Reproduce the section of the adoption blog post that begins at the words "After I made" and stops after "is simple, curiosity.".

Passage shown:
++++++++

After I made my first blog post, I was suddenly confronted with questions from people in my life who were surprised, interested and simply just intrigued about my new journey. It was one friend in particular who spoke to me and asked me questions, which have stuck with me. He asked me why?
Why would I want to search for parents who gave me up?
Why would I want to search for them when I am already part of a loving family?
It made me realise that this may be a question on many people’s minds and I hope that maybe understanding my reasoning will give others some insight into my journey and people who are like me, adoptees, may be able to relate to this as well.
The first and easiest reason to understand is simple, curiosity.
Where am I from? Who are my parents? What are they like?
These questions, are simple questions that are easily answered and so small that they can be taken for granted. But these are the questions which would always be there – where do I actually come from? I am sure a lot of you reading this have received the comment from someone saying ‘oh you look like your mum’ or ‘you look like your dad for sure’. Then you talk about how you look nothing alike but there are clear distinguishing features you have from your birth parents. I have never been able to experience this during my life. I know it is a small thing, but it is the small things that count and slowly add up, to the point where I would randomly start seeing people and wonder if maybe my biological parent would look like this or that.

++++++++

Dataset entries:
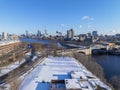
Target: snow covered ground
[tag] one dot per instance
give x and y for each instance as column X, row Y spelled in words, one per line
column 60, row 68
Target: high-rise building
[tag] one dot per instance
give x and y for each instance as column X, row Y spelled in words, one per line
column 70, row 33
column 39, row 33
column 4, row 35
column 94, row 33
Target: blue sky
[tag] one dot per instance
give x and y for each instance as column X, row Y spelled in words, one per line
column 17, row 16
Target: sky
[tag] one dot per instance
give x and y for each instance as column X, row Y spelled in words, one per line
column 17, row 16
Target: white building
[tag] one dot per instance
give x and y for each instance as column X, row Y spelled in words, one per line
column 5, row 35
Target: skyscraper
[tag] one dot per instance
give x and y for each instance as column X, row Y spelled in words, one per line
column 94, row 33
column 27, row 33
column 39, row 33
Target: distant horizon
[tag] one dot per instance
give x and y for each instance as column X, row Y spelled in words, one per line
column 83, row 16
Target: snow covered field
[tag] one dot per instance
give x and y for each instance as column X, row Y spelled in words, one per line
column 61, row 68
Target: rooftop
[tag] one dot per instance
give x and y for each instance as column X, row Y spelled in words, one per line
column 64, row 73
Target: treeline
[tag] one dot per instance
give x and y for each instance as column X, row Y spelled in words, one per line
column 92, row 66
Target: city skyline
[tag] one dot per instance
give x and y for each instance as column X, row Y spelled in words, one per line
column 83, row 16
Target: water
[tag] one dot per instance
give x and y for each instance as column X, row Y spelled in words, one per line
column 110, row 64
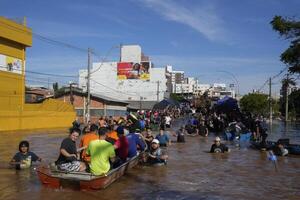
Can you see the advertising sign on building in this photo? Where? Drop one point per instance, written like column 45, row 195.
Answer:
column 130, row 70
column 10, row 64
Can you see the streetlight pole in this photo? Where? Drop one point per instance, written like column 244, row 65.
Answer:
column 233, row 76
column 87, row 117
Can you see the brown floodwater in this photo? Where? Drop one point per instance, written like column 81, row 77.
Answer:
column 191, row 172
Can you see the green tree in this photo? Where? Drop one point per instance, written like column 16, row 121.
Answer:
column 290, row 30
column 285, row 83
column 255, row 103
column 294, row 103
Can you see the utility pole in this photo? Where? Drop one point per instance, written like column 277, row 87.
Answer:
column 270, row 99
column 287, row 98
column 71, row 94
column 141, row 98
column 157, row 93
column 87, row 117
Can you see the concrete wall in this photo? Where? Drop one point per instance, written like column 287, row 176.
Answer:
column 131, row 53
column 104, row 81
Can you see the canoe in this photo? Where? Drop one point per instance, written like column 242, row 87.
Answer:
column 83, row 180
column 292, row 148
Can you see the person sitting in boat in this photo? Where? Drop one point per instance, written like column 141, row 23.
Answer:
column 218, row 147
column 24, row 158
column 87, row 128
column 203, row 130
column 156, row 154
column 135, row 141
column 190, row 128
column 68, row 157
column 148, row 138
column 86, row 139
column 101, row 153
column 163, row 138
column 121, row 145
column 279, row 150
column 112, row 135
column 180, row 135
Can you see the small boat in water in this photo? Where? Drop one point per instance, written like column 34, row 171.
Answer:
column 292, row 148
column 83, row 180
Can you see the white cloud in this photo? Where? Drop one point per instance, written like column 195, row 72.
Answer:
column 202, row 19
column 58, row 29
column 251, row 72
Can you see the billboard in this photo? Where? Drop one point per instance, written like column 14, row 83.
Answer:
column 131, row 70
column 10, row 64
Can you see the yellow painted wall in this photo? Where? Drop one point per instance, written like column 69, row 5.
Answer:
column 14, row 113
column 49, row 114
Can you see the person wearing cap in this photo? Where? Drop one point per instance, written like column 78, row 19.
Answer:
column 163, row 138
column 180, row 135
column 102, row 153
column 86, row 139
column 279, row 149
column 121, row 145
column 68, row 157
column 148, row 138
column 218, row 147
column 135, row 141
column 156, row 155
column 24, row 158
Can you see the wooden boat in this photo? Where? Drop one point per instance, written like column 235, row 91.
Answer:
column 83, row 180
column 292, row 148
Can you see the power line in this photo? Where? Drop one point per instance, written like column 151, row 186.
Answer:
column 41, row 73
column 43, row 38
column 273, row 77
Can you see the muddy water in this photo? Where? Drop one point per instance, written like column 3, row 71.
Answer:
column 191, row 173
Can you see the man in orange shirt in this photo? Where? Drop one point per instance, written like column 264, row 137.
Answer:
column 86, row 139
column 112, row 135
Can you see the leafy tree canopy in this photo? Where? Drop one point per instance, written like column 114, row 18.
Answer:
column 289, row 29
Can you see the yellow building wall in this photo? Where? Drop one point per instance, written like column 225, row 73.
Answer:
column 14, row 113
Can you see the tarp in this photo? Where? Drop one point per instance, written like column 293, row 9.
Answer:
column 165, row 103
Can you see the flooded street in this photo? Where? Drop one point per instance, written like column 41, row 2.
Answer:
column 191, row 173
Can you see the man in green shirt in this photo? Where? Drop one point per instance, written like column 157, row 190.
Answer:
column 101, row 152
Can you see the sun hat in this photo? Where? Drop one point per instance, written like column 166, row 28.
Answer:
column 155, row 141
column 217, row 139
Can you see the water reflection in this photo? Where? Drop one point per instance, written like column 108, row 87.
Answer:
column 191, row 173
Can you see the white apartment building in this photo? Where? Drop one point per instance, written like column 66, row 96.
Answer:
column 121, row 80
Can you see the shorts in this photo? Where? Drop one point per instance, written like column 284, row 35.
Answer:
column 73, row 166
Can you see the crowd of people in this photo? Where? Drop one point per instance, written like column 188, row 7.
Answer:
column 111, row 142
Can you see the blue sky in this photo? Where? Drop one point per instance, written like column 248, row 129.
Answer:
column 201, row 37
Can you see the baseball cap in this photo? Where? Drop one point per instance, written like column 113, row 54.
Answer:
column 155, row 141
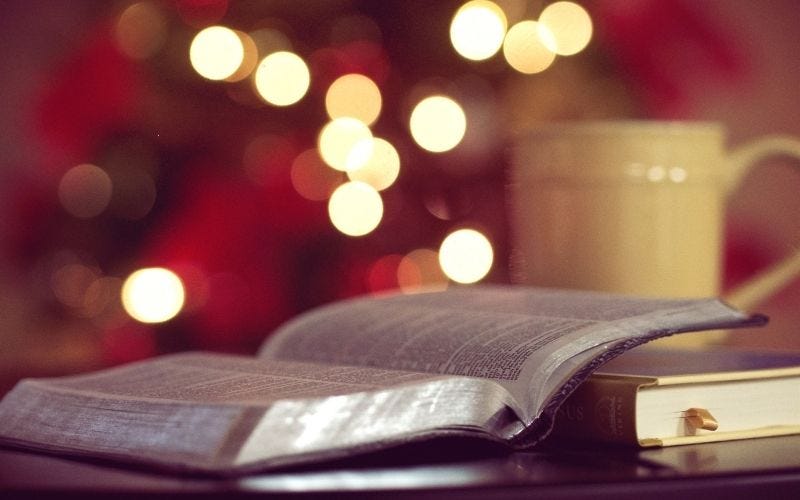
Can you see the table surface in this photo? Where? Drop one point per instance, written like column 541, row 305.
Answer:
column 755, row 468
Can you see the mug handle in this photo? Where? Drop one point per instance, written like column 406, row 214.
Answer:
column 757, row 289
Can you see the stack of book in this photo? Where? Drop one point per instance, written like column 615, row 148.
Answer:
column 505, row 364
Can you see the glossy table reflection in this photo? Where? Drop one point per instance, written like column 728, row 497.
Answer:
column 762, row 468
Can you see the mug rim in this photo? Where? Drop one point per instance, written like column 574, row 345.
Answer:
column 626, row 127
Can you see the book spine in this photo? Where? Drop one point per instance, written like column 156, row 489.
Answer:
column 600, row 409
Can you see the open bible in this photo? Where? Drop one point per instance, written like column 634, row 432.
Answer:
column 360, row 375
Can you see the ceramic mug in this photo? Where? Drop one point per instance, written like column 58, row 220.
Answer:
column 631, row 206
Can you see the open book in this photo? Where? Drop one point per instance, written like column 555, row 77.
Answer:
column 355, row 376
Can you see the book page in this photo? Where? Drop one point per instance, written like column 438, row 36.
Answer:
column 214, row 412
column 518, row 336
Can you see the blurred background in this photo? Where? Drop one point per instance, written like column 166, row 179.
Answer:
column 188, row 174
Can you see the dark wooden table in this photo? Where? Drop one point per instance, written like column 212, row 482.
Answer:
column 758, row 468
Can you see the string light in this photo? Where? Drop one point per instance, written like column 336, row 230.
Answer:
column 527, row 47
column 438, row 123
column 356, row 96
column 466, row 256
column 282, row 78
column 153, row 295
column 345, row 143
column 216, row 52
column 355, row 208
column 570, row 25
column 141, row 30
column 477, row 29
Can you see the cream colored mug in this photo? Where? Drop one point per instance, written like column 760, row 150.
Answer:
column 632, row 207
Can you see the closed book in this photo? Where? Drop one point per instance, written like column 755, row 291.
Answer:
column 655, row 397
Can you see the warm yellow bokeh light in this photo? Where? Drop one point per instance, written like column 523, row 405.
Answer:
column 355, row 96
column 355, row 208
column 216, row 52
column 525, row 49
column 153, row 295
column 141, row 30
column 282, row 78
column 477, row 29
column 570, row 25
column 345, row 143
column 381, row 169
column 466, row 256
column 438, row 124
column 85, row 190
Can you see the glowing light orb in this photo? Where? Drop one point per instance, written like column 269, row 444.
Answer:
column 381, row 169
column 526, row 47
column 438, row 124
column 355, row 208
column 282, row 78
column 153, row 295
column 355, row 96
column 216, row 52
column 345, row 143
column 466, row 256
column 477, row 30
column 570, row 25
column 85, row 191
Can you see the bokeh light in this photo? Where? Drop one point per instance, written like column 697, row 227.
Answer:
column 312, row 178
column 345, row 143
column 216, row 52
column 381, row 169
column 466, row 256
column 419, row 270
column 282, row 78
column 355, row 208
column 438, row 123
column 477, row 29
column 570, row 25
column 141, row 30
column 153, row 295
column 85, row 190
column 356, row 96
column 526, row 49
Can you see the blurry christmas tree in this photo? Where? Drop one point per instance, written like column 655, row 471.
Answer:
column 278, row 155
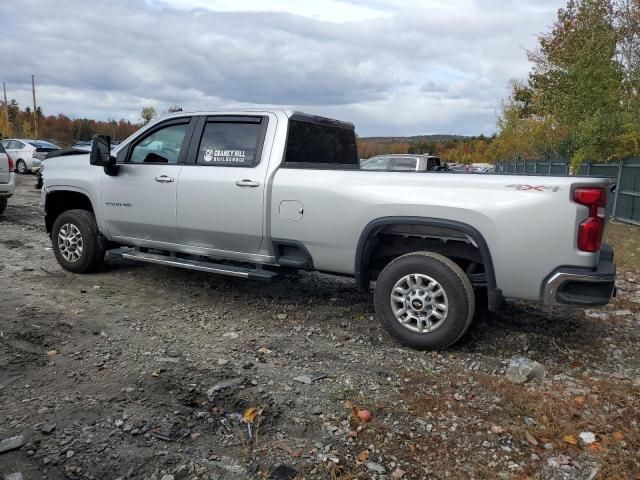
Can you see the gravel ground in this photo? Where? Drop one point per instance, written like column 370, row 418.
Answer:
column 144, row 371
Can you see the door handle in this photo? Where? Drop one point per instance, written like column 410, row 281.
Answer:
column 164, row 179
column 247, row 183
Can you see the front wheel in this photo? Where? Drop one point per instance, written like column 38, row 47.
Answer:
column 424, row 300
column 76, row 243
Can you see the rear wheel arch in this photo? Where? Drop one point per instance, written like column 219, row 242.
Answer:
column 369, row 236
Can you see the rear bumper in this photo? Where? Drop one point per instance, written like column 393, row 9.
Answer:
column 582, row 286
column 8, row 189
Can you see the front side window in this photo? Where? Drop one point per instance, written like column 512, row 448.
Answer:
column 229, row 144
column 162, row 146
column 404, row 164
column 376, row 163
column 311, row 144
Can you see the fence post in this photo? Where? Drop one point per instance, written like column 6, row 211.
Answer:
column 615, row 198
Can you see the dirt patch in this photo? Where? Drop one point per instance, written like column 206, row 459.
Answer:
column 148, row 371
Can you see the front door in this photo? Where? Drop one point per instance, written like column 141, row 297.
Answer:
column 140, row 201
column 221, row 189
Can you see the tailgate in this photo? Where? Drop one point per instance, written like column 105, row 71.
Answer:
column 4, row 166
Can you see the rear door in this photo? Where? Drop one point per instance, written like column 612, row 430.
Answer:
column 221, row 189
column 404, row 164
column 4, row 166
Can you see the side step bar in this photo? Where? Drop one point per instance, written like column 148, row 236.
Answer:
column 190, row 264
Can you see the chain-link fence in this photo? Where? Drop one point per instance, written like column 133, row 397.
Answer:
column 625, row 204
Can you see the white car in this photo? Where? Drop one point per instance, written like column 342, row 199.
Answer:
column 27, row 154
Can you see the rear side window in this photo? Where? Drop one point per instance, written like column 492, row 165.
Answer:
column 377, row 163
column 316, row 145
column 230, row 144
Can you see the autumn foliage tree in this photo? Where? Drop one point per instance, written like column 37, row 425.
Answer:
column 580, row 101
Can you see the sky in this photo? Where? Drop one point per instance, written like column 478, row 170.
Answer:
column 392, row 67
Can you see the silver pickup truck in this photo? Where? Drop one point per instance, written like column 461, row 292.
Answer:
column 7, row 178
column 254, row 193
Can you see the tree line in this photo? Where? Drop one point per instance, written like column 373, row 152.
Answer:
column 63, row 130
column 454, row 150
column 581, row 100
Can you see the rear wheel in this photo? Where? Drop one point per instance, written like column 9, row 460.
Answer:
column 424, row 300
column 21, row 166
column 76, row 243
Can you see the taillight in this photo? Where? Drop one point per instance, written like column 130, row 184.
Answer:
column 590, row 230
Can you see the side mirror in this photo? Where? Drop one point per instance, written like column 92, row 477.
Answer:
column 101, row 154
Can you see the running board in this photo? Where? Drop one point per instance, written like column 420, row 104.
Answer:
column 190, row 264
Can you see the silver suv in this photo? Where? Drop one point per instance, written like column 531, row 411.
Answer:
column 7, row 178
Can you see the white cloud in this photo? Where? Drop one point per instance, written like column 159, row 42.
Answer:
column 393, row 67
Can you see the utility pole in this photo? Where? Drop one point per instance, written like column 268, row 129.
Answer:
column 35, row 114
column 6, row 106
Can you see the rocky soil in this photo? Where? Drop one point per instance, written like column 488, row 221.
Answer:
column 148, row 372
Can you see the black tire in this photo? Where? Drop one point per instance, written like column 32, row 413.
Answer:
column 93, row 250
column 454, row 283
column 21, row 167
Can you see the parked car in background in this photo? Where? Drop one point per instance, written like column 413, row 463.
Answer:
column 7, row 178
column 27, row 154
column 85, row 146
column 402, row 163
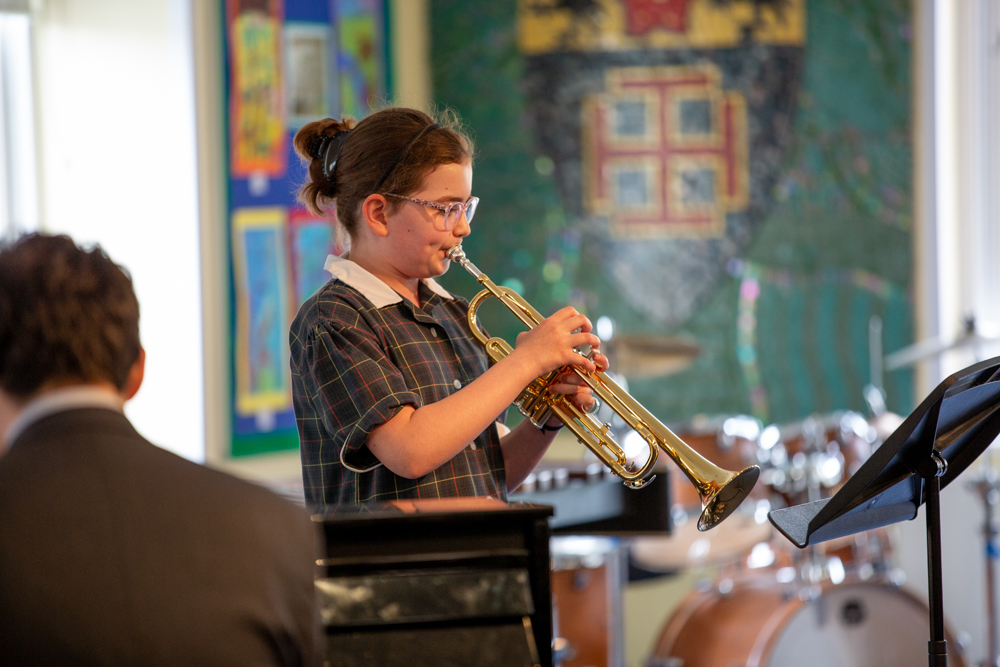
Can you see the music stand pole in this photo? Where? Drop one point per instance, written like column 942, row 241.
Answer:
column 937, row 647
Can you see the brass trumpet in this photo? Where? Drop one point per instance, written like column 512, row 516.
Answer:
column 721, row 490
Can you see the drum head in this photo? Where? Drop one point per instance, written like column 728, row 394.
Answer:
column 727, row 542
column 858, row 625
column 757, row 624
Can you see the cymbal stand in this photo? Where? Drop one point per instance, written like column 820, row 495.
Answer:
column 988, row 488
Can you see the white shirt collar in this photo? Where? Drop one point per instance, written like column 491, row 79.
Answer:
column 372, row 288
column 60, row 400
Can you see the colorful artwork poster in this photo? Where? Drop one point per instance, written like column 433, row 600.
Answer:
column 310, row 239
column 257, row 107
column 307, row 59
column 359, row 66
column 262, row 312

++++++++

Expected answer:
After I made my first blog post, I was suddenly confronted with questions from people in my life who were surprised, interested and simply just intrigued about my new journey. It was one friend in particular who spoke to me and asked me questions, which have stuck with me. He asked me why?
Why would I want to search for parents who gave me up?
Why would I want to search for them when I am already part of a loving family?
It made me realise that this may be a question on many people’s minds and I hope that maybe understanding my reasoning will give others some insight into my journey and people who are like me, adoptees, may be able to relate to this as well.
The first and easiest reason to understand is simple, curiosity.